Records excerpted from a collection:
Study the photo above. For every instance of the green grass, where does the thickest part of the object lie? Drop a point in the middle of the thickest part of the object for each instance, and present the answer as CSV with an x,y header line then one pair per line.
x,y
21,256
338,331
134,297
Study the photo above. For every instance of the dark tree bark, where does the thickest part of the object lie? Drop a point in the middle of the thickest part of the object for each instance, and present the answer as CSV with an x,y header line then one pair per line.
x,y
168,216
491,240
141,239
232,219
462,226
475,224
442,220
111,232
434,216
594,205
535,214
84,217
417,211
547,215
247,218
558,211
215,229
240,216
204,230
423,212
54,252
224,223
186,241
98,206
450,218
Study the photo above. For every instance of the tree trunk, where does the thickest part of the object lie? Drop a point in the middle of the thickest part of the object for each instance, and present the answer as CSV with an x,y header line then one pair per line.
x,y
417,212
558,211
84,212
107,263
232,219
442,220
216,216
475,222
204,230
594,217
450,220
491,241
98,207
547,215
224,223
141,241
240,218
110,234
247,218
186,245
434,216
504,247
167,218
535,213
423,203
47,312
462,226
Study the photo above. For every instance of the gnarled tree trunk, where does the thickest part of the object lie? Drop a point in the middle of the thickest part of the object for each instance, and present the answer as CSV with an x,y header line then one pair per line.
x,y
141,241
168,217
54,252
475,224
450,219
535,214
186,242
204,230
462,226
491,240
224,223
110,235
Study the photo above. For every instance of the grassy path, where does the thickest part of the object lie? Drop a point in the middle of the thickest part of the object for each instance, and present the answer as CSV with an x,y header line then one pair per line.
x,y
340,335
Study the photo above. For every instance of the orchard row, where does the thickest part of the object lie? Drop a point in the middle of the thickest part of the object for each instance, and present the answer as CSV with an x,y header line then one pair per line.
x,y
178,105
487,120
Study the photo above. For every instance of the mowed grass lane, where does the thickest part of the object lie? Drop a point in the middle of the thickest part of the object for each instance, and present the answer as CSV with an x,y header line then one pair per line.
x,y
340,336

Task goal: Word for word, restate the lines above.

Response box:
Study the photo above. For every instance of the green grass, where does the thickest part of the object lie? Drop a point in the middle of the thickest part of the object for each instance, and present the answer as CSV with an x,y header line then one pair per line.
x,y
21,256
338,331
134,297
Study the photo above. For every instance of the dark tree bark, where does the thickest part of the object lie? Drop a point in the middle of the thickest part of the object for each instance, and present the answer as CSV with an x,y header line then one pair per line.
x,y
168,216
491,240
141,239
232,219
462,226
475,224
442,220
111,232
434,216
594,205
535,214
84,217
417,211
547,215
247,218
558,211
215,229
240,216
204,230
423,212
54,252
224,223
186,241
98,206
450,218
Study the photo above. For every instance of the tree trunk, where does the thickest part of the object lie? Drop a point in the middle of the thickest part of the object for each instance, and present the answer as CSV with an x,y header line then one pair per line.
x,y
417,212
558,211
84,212
107,263
232,219
442,220
216,216
475,222
204,230
594,217
450,220
491,241
98,207
547,215
224,223
141,241
240,218
110,234
247,218
186,245
434,216
504,247
167,218
535,213
423,203
47,312
462,226
Study the photo above. For every instance of the gnarled tree trunk, where does the thickest part of the object lie? Drop a point in the middle of the thickest part of the object for each instance, and present the answer as CSV with an x,y header line then one pair per line.
x,y
141,241
168,217
54,252
475,224
450,219
535,214
186,242
204,230
462,226
491,240
224,223
110,235
Study the photo above. For every instance of the grassy path, where does the thickest part of the object lie? Drop a point in the middle of the thickest part of the object for each instance, and present the answer as CSV with an x,y header line then one pair per line.
x,y
340,335
Study the photo above. For every instance of the orchard row, where does the thickest part of the object lie? Drop a point in the middle of the thickest part of the object for each instance, and present the answer as CSV with an x,y header line then one pair per line.
x,y
178,105
487,120
Study the photo above. For every instance of the mowed grass lane, where does the thickest part of the object lie? Drop a point in the middle of the thickest part of the object for each instance, and present the answer as CSV with an x,y header line then one pair per line.
x,y
340,336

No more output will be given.